━━━━━ PAGE EXCERPT ━━━━━

Question 22: Which is the impact of feed asphaltenes content on hydrocracker cycle length?
Shankar Vaidyanathan (Flour)
The asphaltenes are high boiling, high molecular weight and hydrogen deficient materials that are the least reactive in a hydrocracking environment. Heavy vacuum gas oil may be contaminated by asphaltene entrainment with resid due to inadequate fractionation, inefficient wash or an operational upset in the upstream vacuum unit. Controlling the HVGO distillation end point to limit metals, CCR and asphaltene entrainment may be a better operational strategy while feeding a hydrocracker, than just focusing on VGO yield in the vacuum unit without improving HVGO back-end distillation. Vacuum gas oil is a poor solvent for asphaltenes. Hydrotreated VGO is poorer, so the asphaltene may tend to precipitate out in the lower catalyst beds.
Commercial recommendation is to limit the asphaltenes in feed blend to 0.05 wt.% nC7 insoluble; the licensor or catalyst supplier may have a lower specification by their proprietary analytical test method. High asphaltene content in feed leads to increased catalyst deactivation. The catalyst fouling rate is quite steep; for e.g., doubling the feed asphaltene content may double the catalyst fouling rate from a baseline of 2-3 deg F/month to 4-6 deg F/month, significantly reducing hydrocracker cycle length. Asphaltenes may also precipitate on equipment surfaces leading to fouling and pressure drop issues. Much of the knowledge and catalyst technology for handling asphaltenes in hydrocrackers come from the experience with resid hydrotreaters. Better activity demetallation catalyst or size shaped activity grading may be necessary. Depending on the crude source, additional processing considerations may be needed if the asphaltenes are further compounded with clay type complex to avoid premature pressure drop and plugging of the catalyst beds.
Minh Dimas (CITGO)
We do not check for asphaltenes. We test for Con Carbon (CC) and we try to limit it to 0.05 wt.%. The impact of feed CC in a hydrocracker depends on the H2 partial pressure and the operating temperature of the reactor: high H2 partial pressure and low temperature will saturate coke precursors, but high temperatures and low H2 partial pressure will thermally degrade these precursors to form coke – causing maldistribution, higher pressure drop, and requiring more temperature to achieve a target conversion.
For us, since we limit the HCO 95% to 795 deg F, the deactivation rate slows down.
Raj Patel (Haldor Topsoe, Inc.) Asphaltenes are very complex molecular structures containing metals, nitrogen, aromatics, heteroatomics and aliphatics. The asphaltenes are found in the heavy end of the VGO feed. A poor separation of VGO and vacuum tower bottom in the vacuum column often leads to a heavy tail in the VGO with large amounts of asphaltenes. Such a tail can be very detrimental for the hydrocracker catalysts, leading to rapid deactivation and change in selectivity.
A typical hydrocracker is loaded with a catalyst grading including a demet catalyst to trap most of the feed contaminants such as Ni and V, followed by the hydrocracker pretreatment catalysts removing most of the organic sulfur, nitrogen and polyaromatics and followed by relatively more costly hydrocracking catalyst. The Asphaltenes are very large molecules and require a specialized demet catalyst for effective removal. Topsoe offers demet catalysts especially designed for Hydrocrackers and VGO units designated TK-700 series.

━━━━━

▶ [SET OF TASKS]:
1 - List every person who answers the question in the hydrocracker asphaltenes Q&A, along with the company shown for each.
2 - Reproduce a passage from the hydrocracker asphaltenes Q&A, starting at the words "We do not check" and ending after the words "a target conversion.".
3 - Write the next part of the hydrocracker asphaltenes Q&A, following on from its last sentence.

━━━━━ INFORMATION SHOWN ━━━━━

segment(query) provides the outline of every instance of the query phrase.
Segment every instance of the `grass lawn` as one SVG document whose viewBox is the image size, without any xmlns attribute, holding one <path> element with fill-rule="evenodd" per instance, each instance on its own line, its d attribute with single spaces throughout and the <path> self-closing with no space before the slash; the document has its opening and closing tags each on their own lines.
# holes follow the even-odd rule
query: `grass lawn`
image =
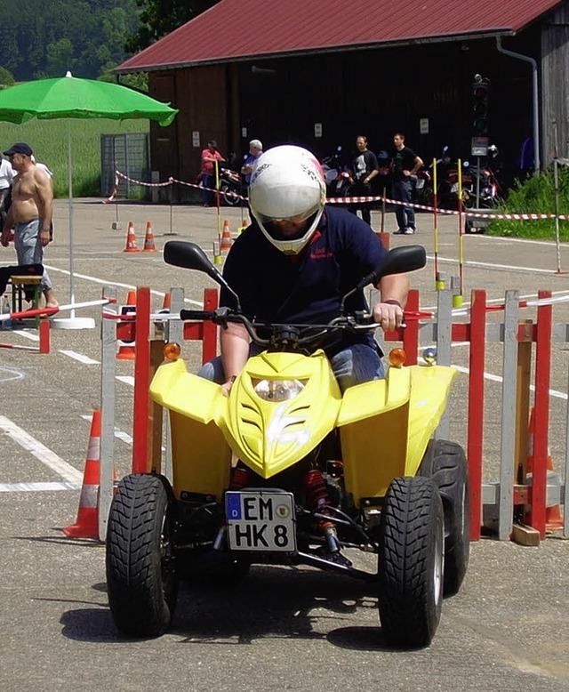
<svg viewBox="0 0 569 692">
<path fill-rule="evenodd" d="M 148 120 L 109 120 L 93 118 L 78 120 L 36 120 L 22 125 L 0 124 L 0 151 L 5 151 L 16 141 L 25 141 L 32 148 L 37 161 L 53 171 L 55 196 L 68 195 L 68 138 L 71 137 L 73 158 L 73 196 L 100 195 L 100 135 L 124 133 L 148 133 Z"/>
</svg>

━━━━━
━━━━━ INFORMATION SHOWN ━━━━━

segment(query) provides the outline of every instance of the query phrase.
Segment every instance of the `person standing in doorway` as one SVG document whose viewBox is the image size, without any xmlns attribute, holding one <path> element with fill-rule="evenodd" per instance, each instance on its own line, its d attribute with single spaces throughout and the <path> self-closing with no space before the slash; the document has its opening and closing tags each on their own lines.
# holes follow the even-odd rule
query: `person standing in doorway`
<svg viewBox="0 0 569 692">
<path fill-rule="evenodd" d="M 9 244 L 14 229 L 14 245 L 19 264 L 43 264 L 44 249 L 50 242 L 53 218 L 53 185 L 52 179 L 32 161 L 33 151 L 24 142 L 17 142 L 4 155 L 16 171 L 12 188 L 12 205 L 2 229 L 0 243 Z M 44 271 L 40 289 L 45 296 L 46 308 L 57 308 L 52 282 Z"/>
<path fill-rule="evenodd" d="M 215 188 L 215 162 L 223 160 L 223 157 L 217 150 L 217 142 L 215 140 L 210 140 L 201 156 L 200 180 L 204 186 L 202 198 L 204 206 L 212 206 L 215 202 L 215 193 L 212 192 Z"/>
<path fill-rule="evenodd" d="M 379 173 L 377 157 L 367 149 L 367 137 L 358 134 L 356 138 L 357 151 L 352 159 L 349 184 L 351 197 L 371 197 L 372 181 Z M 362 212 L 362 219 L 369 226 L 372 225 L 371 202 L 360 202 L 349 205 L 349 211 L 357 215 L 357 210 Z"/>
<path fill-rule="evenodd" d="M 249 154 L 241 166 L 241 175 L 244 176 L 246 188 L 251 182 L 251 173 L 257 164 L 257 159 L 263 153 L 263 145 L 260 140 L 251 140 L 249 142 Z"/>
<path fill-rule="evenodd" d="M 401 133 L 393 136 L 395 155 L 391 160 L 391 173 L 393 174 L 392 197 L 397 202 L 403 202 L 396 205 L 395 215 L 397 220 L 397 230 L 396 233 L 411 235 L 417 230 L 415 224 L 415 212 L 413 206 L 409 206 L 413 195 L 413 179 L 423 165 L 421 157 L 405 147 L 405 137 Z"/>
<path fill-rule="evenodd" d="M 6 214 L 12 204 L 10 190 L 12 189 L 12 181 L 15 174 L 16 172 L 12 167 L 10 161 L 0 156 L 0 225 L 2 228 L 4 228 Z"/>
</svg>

━━━━━

▶ [EXPECTED RESPONSES]:
1 -
Shankar Vaidyanathan (Flour)
Minh Dimas (CITGO)
Raj Patel (Haldor Topsoe, Inc.)

2 -
We do not check for asphaltenes. We test for Con Carbon (CC) and we try to limit it to 0.05 wt.%. The impact of feed CC in a hydrocracker depends on the H2 partial pressure and the operating temperature of the reactor: high H2 partial pressure and low temperature will saturate coke precursors, but high temperatures and low H2 partial pressure will thermally degrade these precursors to form coke – causing maldistribution, higher pressure drop, and requiring more temperature to achieve a target conversion.

3 -
The cocktail of feed metals (Fe, Ni and V), known as permanent catalyst poisons, large amounts of coke precursors such as polyaromatics and organic nitrogen and the very refractive sulfur and nitrogen species in such heavy ends can lead to a fast deactivation of all the catalysts found in the hydrocracker. In most hydrocrackers, the hydrogen pressure is rather high, which reduces the deactivation caused by coke formation.
It is difficult to give a quantitative measure for the direct impact of feed asphaltenes. The amount of asphaltenes correlates with feed metals, amount of PNAs, feed endpoint, organic nitrogen and reactivity of sulfur and nitrogen species to be converted. The amount of asphaltenes is a tool to describe the “toughness” of the feed. Increase in feed asphaltenes content from e.g., 20-30 ppm to around 1000 ppm asphaltenes, which is the case for a heavy tail containing atmospheric residue, can cause the catalyst deactivation to increase from e.g., 1 deg F/month to up to 5-10 deg F/month.
Moreover, a hydrocracker that is operated at high conversion (recycle operation) and runs with high asphaltenes feeds will result in higher HPNA formation. This will also dramatically reduce the cycle length and might cause fouling in downstream equipment.
Processing heavy VGOs and dealing with asphaltenes in particular call for very robust catalyst systems. Besides high performance grading and HDM catalysts, robust bulk catalysts are also of key importance. Due to the unique pore structure of Topsøe’s BRIM™ technology catalysts; these catalysts have a high poisons tolerance. BRIM™ catalysts are able to withstand a contamination level of more than 8-10% Ni+V while still providing activity for removing sulfur and nitrogen.
Optimal protection of the hydrocracker catalyst is of paramount importance, as small amounts of coke precursors and feed metals will change the performance of the hydrocracker catalyst with high deactivation rate and change in selectivity.